(Dataset excerpts on object pointing)
========
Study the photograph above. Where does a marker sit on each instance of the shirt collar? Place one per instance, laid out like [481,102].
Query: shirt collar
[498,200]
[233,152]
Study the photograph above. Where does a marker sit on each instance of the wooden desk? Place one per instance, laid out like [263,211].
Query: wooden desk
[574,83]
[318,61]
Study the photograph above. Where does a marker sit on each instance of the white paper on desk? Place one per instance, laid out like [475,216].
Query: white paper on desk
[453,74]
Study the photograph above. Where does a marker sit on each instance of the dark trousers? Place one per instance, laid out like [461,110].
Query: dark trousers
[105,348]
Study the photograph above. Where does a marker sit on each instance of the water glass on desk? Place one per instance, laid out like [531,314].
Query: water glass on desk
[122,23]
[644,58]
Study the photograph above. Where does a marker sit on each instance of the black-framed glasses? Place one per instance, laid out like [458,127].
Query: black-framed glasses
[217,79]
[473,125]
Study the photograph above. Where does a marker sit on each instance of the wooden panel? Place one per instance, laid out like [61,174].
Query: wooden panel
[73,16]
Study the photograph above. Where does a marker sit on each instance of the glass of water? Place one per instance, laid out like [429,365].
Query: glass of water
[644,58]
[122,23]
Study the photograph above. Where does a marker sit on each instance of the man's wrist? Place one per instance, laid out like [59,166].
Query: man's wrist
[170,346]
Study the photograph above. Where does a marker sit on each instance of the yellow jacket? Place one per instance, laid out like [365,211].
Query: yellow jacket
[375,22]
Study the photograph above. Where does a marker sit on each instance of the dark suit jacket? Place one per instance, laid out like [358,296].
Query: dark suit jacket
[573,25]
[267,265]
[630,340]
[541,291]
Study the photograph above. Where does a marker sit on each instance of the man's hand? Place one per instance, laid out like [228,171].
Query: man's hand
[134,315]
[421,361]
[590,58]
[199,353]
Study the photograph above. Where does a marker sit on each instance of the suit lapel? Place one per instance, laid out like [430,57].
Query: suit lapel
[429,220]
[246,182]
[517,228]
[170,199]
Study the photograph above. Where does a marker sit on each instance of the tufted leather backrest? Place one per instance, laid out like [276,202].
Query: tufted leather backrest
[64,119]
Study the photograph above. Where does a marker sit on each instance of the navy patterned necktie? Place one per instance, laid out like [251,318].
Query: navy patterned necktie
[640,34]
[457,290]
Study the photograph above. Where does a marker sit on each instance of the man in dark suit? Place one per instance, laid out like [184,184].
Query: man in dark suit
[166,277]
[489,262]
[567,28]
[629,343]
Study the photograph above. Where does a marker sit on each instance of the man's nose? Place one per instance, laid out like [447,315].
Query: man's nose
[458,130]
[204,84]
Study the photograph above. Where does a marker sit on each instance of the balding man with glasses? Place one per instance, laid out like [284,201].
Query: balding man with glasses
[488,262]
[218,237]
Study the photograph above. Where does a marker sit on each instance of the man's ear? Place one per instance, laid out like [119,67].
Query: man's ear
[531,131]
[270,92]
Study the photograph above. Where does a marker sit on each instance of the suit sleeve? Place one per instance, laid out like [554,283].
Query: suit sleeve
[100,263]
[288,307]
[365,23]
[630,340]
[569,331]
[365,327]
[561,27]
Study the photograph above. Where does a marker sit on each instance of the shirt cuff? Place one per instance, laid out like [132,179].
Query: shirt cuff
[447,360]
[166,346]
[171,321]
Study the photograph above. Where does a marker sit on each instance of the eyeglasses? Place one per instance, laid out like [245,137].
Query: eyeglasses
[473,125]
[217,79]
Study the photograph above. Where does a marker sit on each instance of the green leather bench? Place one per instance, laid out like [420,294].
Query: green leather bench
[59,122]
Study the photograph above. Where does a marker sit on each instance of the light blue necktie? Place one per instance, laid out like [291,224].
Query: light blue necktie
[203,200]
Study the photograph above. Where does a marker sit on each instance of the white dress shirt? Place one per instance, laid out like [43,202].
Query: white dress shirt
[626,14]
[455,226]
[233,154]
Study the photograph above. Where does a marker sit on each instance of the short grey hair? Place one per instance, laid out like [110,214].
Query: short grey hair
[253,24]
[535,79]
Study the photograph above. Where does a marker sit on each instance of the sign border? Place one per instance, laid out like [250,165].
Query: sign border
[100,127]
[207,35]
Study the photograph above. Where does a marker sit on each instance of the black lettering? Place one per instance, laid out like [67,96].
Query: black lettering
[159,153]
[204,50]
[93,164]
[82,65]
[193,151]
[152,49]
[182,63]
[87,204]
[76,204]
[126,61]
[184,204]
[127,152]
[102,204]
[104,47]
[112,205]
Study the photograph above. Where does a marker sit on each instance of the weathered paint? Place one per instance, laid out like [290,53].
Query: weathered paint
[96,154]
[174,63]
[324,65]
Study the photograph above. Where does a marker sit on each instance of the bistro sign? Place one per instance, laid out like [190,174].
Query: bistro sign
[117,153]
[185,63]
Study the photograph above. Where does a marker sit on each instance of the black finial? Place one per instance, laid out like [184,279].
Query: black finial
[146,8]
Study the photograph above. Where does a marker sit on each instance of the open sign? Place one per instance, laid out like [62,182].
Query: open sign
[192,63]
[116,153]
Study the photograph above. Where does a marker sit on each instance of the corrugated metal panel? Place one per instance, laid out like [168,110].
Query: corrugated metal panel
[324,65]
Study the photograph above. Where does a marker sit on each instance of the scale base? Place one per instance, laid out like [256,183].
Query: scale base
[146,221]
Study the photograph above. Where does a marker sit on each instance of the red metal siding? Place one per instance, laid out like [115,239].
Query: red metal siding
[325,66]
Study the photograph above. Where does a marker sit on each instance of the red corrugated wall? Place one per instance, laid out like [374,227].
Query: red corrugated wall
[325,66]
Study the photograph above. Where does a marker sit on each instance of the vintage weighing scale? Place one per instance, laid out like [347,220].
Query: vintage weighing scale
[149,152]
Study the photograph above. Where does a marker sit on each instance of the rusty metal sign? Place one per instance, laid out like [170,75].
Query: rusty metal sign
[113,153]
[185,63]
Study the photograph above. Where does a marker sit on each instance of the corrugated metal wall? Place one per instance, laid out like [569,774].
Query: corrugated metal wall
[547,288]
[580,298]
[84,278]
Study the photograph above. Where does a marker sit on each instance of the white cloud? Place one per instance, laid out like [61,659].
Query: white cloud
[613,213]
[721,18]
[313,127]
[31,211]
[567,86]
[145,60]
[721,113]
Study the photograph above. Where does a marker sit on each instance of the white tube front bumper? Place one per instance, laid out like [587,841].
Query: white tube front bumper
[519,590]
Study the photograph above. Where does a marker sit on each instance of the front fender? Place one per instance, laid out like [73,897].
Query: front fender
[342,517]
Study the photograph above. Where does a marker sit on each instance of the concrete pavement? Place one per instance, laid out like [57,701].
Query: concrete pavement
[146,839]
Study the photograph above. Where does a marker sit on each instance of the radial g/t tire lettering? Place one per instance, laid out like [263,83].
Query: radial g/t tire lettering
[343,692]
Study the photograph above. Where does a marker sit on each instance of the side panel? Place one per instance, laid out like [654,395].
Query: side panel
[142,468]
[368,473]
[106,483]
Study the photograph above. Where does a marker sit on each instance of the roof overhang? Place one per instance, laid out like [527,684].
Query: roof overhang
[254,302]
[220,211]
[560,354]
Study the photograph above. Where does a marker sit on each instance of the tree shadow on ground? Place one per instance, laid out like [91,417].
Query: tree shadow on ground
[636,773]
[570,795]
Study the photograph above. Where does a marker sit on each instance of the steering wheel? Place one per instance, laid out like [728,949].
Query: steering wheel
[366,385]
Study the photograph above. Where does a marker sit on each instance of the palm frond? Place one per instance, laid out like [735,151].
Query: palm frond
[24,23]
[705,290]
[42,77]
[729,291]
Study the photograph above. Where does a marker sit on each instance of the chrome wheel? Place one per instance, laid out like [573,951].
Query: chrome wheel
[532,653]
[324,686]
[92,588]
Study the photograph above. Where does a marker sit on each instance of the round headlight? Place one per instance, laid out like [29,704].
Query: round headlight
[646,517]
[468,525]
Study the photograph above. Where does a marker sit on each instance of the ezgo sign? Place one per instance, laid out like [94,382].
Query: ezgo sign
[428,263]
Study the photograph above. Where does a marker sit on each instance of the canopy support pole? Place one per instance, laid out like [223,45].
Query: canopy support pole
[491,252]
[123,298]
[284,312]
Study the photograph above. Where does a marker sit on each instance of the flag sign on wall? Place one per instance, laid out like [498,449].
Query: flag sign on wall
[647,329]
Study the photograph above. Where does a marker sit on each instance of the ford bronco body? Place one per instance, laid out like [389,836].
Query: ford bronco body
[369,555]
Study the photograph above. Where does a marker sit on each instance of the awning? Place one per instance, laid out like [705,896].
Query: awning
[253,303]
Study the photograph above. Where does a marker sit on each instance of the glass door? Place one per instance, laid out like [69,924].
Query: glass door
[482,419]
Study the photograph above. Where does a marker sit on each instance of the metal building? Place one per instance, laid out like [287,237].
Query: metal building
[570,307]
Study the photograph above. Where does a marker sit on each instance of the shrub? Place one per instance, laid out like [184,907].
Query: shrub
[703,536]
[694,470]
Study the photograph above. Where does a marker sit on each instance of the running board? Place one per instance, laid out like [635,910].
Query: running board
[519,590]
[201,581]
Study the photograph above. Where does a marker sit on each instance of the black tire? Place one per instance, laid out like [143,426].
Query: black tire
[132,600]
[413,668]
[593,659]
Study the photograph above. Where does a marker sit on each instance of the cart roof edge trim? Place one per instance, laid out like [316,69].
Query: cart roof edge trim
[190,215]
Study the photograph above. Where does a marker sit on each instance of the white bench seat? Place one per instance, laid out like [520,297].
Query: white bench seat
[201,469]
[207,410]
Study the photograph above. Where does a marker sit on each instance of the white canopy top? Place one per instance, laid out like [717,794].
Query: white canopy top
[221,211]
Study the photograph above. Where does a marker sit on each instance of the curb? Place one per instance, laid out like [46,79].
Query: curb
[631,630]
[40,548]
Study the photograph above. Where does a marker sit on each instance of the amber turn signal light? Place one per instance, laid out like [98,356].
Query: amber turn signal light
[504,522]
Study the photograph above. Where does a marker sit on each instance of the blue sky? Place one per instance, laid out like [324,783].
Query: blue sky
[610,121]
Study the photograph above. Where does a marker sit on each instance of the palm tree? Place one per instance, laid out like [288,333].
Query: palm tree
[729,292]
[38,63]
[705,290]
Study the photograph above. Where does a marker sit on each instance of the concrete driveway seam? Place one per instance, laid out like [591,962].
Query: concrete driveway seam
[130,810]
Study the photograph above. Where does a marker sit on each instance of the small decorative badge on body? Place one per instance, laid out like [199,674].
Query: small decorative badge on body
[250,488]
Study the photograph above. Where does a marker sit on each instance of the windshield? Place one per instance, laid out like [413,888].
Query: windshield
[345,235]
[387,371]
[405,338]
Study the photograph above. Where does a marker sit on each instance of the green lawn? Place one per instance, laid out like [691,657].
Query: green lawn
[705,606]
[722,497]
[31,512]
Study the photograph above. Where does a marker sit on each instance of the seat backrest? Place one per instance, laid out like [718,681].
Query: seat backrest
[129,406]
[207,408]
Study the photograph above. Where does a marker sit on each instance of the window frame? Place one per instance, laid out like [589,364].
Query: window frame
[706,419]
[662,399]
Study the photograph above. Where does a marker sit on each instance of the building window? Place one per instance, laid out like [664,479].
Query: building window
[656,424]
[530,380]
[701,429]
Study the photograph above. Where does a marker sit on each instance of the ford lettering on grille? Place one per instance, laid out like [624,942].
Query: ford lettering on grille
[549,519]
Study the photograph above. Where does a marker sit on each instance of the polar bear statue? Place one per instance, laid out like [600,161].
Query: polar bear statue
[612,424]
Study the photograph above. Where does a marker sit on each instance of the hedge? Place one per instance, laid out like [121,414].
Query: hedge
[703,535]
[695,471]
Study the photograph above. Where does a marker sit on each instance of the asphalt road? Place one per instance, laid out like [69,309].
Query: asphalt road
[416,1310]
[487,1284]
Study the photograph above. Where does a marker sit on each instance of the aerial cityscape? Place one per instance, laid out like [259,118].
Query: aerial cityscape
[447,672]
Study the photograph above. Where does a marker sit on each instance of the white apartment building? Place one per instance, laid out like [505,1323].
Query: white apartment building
========
Goal of the exercise:
Retype, exactly and only, the lines running from the one with "out like [199,674]." through the final line of the listing above.

Exercise response:
Study the photograph above. Where does a marker sit on each instance of the small decorative badge on body? Place one per instance, laid out like [199,674].
Query: small decorative badge on body
[250,488]
Study the photograph above. Where does a marker sit on each instance of the windshield? Place one per instance, laid out like [413,888].
Query: windshield
[345,235]
[387,371]
[405,338]
Study the photograph above. Where does a marker sit on each instance of the green lawn? Place one per instance, laid out like [691,657].
Query: green lawn
[705,606]
[722,497]
[31,512]
Study the photograph above. Where does a marker sit on each instance of the seat backrest? Place one per instance, laid out like [718,681].
Query: seat backrest
[129,406]
[207,408]
Study the photograph above. Where does a marker sit on each instance of the window frame? Place one per instance, laid out like [589,364].
Query: window frame
[706,419]
[662,399]
Study the photograph above. Where does a marker sit on each instance of the building window? Place one per instance, laid out like [664,479].
Query: building window
[656,424]
[530,380]
[701,429]
Study the photograph above. Where does a marker sit on each instance of the ford lettering on grille? Place one per instance, laid out like [624,942].
Query: ford lettering on grille
[549,519]
Study the photograph above. Where does a marker sit on each instance of the polar bear statue? Place one per instance, laid out like [600,161].
Query: polar bear statue
[612,424]
Study the photograph above. Where does a marker sit on each instance of the hedge? Place one per instance, laid out like [121,414].
Query: hedge
[703,535]
[695,471]
Study the photograph above. Where does a marker sit on each instance of the asphalt road? Place one per instance, laid out like [69,309].
Query: asphalt road
[416,1310]
[487,1284]
Study the photograph above. Where does a marker sit on each instance of the aerial cityscape? Place one per instance, laid out like [259,118].
Query: aerial cityscape
[447,672]
Study the photograph above. Where does a marker sit on each instance of the white apartment building? Place one per instance, laid out like [505,1323].
Query: white apartment building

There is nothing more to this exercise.